● **TEXT EXTRACT**
* * * * *

A mathematician Johann Carl Friedrich Gauss, born in 1777 in Germany is one of my heroes in mathematics. In his earlier years he was a disruptive child. He would distract children in class and not listen to what the teacher taught him as he believed he already knew everything that he could teach him.

One day, his teacher set the class a punishment for their bad behaviour. He said "Calculate the sum of all the numbers from one to one hundred". The teacher than sat at their desk hoping that it would keep them quiet, but a short while in, Gauss had completed it. His teacher, in outrage and disbelief charged over to him and saw that he had written the number 5050 on his page.

The teacher didn't believe him and thought he had cheated. "Ok, well, find the sum up to 200 then" they said, and before the teacher had even reached his desk Gauss shouted again. Confused, the teacher walked back to him and demanded to know how he did it so fast. He had used the following method:

He knew that he had to do 1+2+3+4...+99+100. so he thought, why not write it out backwards. so he wrote it like this:

\(1+2+3\quad ...\quad +98+99+100\)

* * * * *

● **RAW DATA**
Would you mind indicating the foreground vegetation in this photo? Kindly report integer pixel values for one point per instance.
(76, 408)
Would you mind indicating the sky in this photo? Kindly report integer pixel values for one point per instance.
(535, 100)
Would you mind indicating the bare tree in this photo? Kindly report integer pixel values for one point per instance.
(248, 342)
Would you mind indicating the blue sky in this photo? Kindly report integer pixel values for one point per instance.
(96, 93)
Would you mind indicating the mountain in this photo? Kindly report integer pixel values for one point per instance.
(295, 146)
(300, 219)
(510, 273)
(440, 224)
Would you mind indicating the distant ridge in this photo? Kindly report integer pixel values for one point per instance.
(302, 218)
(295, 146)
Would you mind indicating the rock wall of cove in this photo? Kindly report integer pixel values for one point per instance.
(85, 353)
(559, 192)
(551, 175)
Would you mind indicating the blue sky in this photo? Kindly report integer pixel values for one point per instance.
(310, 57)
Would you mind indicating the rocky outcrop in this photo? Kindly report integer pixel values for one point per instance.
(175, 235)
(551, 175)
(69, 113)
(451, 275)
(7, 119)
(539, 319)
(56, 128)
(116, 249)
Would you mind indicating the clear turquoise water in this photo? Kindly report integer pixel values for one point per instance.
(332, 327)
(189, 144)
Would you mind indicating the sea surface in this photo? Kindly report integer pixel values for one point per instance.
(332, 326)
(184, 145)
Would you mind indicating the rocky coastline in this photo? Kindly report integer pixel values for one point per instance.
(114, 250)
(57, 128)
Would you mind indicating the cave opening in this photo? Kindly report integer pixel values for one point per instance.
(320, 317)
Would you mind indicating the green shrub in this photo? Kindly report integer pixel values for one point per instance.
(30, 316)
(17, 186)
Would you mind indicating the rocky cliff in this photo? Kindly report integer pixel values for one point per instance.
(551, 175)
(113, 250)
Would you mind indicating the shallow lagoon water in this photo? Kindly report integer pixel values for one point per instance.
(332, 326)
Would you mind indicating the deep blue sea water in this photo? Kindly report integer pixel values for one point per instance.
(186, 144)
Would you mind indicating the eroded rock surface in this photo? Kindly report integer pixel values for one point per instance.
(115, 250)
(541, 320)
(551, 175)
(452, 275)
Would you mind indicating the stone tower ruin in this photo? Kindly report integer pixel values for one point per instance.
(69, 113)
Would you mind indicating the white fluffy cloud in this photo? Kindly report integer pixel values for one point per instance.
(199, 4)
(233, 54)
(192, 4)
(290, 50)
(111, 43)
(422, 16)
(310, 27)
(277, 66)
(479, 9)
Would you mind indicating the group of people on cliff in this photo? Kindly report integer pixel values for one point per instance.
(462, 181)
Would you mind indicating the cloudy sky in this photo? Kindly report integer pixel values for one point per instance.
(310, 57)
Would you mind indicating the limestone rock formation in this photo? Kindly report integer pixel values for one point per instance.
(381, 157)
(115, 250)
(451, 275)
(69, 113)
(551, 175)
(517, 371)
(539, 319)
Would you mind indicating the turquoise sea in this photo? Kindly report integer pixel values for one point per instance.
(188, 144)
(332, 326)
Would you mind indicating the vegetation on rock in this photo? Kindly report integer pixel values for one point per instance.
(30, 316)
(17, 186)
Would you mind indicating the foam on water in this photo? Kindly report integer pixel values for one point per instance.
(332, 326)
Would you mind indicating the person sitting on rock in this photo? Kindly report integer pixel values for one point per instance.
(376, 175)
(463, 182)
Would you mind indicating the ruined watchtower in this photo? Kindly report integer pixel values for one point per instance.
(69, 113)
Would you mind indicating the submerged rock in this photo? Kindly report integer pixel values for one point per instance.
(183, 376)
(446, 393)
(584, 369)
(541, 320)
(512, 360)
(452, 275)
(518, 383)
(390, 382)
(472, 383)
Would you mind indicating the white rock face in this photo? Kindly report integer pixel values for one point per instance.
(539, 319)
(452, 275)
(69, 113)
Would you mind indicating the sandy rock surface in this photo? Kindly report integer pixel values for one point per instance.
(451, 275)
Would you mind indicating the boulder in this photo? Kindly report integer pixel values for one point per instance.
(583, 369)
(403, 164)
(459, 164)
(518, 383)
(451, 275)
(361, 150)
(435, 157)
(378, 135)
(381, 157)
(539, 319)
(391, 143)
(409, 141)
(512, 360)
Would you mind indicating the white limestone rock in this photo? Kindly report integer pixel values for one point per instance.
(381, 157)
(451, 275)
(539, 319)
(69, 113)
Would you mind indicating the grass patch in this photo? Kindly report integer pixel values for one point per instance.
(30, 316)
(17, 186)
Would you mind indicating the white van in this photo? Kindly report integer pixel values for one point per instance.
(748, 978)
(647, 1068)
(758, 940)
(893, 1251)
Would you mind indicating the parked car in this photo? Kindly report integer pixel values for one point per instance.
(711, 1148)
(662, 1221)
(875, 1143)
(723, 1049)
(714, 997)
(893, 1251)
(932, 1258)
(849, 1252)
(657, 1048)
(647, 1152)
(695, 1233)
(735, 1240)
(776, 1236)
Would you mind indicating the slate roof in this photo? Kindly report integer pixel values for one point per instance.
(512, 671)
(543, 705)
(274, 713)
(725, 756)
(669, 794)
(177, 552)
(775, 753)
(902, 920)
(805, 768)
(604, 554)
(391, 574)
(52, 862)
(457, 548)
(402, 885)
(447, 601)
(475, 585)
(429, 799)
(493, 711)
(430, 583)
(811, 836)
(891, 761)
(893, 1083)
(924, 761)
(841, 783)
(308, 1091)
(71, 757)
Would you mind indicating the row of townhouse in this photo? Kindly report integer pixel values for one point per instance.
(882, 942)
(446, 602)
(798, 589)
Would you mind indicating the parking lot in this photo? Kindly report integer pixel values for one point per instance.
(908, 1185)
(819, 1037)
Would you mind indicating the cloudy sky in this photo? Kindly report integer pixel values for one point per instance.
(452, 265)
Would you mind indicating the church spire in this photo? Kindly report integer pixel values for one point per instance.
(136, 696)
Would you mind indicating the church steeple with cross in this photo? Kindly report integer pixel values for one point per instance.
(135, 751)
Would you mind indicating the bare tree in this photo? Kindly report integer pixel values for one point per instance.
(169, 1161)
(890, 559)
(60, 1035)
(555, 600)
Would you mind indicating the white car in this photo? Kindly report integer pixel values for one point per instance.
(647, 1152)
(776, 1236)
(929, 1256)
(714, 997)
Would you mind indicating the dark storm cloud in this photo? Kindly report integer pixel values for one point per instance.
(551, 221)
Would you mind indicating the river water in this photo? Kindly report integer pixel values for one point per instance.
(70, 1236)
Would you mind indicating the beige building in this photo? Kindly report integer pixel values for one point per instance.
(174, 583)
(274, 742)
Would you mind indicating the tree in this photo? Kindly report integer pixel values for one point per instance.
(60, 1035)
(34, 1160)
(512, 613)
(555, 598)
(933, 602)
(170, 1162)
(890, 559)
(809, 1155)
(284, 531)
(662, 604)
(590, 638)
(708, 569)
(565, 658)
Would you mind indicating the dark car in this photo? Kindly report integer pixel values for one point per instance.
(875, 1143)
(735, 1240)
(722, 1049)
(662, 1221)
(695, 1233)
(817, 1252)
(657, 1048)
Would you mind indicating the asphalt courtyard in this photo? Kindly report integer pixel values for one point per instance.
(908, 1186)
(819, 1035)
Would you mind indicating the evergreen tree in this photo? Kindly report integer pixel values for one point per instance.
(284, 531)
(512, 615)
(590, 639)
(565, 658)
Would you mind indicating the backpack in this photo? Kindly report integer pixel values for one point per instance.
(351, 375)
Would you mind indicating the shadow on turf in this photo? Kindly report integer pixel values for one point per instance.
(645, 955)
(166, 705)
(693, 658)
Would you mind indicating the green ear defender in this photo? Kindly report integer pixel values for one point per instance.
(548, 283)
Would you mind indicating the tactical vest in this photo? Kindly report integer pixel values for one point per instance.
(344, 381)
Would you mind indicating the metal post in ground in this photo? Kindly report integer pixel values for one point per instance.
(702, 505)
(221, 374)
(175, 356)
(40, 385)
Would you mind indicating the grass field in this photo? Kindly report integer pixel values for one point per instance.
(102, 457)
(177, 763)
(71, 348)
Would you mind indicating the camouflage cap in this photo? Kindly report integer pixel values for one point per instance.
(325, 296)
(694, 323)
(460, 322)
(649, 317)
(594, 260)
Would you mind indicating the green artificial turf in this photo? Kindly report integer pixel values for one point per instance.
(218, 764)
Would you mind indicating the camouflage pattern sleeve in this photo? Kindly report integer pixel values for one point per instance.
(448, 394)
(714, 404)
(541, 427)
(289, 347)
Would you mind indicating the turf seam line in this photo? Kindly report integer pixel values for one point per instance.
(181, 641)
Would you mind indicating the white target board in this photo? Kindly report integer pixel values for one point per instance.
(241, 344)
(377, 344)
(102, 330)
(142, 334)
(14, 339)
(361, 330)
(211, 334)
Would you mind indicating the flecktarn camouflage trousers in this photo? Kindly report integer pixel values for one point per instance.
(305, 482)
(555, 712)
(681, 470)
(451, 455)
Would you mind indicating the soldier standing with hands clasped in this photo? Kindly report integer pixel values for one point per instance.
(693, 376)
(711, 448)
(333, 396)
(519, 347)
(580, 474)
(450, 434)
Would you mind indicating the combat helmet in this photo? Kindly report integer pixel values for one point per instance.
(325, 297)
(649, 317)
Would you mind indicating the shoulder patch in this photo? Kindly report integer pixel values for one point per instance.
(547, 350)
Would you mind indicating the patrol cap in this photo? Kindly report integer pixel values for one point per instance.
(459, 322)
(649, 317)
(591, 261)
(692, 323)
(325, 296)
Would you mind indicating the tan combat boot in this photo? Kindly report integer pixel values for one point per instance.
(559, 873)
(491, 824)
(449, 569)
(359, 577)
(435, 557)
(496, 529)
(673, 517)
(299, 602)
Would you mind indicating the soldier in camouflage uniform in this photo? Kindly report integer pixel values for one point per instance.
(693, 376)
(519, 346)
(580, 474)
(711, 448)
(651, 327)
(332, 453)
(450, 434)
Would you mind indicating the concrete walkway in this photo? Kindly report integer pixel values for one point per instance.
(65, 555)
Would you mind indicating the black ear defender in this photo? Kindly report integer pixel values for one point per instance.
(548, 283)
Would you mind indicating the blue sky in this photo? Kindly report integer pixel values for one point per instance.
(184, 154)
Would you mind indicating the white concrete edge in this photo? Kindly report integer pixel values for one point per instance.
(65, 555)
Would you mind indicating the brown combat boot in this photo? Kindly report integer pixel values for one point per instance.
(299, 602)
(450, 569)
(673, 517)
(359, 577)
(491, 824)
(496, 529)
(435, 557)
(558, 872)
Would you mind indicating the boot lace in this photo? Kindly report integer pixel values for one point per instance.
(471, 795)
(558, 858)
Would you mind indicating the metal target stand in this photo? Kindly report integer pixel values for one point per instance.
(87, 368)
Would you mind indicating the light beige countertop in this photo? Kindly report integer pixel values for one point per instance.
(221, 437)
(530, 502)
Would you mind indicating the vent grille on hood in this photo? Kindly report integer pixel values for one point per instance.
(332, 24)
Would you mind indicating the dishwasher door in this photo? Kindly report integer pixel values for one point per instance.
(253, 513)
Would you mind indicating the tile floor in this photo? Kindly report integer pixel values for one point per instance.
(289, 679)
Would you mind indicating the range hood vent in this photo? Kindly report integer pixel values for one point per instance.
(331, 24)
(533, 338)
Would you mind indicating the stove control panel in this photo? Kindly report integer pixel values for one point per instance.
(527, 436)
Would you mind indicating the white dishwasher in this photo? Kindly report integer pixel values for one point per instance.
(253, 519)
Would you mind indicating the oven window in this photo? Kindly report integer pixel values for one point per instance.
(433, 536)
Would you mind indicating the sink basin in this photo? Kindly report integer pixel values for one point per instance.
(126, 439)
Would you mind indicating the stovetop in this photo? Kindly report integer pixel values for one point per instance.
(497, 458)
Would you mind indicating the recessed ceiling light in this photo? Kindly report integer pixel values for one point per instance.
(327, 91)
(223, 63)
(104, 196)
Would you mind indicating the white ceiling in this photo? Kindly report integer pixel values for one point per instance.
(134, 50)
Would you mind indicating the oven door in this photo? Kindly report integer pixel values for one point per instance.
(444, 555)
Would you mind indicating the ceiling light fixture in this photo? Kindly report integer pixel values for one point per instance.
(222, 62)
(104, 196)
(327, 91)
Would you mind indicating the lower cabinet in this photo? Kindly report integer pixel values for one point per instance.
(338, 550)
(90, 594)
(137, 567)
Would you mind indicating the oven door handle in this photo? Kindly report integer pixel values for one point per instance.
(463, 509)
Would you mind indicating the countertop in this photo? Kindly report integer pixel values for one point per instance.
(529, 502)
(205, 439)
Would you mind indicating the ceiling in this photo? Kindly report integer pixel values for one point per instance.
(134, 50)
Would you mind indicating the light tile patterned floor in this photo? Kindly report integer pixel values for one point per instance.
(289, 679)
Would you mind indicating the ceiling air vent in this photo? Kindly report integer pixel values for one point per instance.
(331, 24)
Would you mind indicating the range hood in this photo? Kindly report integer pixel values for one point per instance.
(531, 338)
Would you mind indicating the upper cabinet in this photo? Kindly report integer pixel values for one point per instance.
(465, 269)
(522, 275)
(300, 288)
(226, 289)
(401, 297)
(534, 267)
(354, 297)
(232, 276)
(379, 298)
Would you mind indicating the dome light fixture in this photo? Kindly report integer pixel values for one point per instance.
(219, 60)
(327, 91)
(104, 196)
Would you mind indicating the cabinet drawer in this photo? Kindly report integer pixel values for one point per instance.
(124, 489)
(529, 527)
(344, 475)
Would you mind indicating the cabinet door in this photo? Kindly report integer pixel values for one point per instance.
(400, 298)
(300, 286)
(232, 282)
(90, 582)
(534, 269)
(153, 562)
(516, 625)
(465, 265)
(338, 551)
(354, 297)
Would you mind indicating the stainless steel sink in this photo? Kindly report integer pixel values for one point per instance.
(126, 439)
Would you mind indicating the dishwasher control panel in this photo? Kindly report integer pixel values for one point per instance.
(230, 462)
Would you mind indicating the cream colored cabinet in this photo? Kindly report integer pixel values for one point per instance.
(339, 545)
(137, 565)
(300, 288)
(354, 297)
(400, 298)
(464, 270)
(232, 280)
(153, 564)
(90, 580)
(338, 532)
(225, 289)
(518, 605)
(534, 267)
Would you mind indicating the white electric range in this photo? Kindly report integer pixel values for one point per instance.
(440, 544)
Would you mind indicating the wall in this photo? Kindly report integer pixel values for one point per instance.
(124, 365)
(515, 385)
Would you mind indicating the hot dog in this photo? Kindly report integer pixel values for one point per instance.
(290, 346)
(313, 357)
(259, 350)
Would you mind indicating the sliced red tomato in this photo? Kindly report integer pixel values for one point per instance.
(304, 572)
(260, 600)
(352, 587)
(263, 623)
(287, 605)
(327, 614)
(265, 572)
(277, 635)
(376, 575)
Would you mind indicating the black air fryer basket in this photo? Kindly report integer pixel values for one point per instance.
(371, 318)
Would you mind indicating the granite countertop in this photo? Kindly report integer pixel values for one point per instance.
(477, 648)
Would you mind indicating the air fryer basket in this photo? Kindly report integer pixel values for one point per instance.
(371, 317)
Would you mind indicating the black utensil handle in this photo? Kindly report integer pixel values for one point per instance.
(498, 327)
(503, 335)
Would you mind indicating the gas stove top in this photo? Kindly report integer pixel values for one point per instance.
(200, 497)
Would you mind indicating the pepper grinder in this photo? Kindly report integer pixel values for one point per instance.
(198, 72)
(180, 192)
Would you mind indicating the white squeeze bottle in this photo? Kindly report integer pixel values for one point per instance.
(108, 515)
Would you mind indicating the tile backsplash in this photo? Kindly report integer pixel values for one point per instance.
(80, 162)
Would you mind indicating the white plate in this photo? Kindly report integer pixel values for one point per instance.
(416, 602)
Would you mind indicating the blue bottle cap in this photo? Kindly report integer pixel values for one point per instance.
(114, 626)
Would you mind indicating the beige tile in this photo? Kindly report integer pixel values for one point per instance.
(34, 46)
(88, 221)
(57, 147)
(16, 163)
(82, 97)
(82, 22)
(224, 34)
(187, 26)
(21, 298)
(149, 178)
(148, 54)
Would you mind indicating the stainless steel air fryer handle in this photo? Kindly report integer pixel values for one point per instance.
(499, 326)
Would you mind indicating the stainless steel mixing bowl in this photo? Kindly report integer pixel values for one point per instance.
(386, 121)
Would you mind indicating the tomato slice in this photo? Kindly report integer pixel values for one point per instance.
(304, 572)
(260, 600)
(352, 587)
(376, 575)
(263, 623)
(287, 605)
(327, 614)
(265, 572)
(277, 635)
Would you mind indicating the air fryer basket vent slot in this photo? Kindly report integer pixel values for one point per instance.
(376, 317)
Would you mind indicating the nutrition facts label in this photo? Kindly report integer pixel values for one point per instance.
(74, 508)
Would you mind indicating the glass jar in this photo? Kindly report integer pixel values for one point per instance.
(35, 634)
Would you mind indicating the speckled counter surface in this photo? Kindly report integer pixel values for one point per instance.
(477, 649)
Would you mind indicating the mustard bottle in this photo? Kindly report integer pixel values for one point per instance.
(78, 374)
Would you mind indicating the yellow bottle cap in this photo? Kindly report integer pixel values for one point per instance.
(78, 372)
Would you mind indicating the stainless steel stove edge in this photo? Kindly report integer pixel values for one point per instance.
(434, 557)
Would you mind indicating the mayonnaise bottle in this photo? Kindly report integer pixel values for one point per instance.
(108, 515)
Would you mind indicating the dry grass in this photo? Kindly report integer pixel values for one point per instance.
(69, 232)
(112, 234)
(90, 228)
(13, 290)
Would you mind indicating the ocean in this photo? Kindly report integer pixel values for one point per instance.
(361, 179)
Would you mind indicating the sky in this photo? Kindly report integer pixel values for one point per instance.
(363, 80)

* * * * *

● **BRIEF A**
Transcribe the passage of the Gauss story starting at "A mathematician Johann" and ending at "on his page.".
● **BRIEF B**
Write the next part of the Gauss story, picking up right after its final line.

● **OUTPUT A**
A mathematician Johann Carl Friedrich Gauss, born in 1777 in Germany is one of my heroes in mathematics. In his earlier years he was a disruptive child. He would distract children in class and not listen to what the teacher taught him as he believed he already knew everything that he could teach him.

One day, his teacher set the class a punishment for their bad behaviour. He said "Calculate the sum of all the numbers from one to one hundred". The teacher than sat at their desk hoping that it would keep them quiet, but a short while in, Gauss had completed it. His teacher, in outrage and disbelief charged over to him and saw that he had written the number 5050 on his page.

● **OUTPUT B**
\(100+99+98\quad ...\quad +3+2+1\)

\(101+101+101\quad ...\quad +101+101+101\)

\({ S }_{ n }=\frac { 1 }{ 2 } ({ n(n+1) }\quad =>\quad { S }_{ n }=\frac { (100(101)) }{ 2 } =\quad 5050\)

It was this that then lead onto the summation of an arithmetic sequence. An equation which is still in use today:

\( S_n=\frac { n }{ 2 } ({ 2a }_{ 1 }+(n-1)d) \)

A small realization that you can use a variant on this to find the sum of times tables

with the 1 times table:

1, 2, 3, 4, 5, 6, 7, 8, 9 -> The sum progresses as 1, 3, 5, 10, 15, 21.... This is a formula of \( (n^2+n) /2 \).

And with the two times table:

2, 4, 6, 8, 10, 12, 14 -> This sum progresses as 2, 6, 12, 20, 30... This is a formula of \((n^2 +n)\) which is twice the formula of the equation for the 1x table.

It turns out that this pattern will continue in that the sum will be:

\(S_n=\frac { 1 }{ 2 } { (n }^{ 2 }+n)\quad +\quad { (n }^{ 2 }+n)\quad +\quad \frac { 1 }{ 2 } ({ 3n }^{ 2 }+3n) \)

and then multiplying by 2 will give:

\(2S_n={ (n }^{ 2 }+n)\quad +\quad { (2n }^{ 2 }+2n)\quad +\quad ({ 3n }^{ 2 }+3n) \)

This will then calculate the sum of any times table up to the nth term in each but the following equation is the final equation of this paper and is the sum to infinity of the above equation written in terms of n and x where x is the times table and n is the term in that times table:

\( { S }{ \infty }=\frac { 1 }{ 2 } (\sum _{ x,n=1 }^{ { n(x) }{ \infty } }{ x({ n }^{ 2 } } +n)) \)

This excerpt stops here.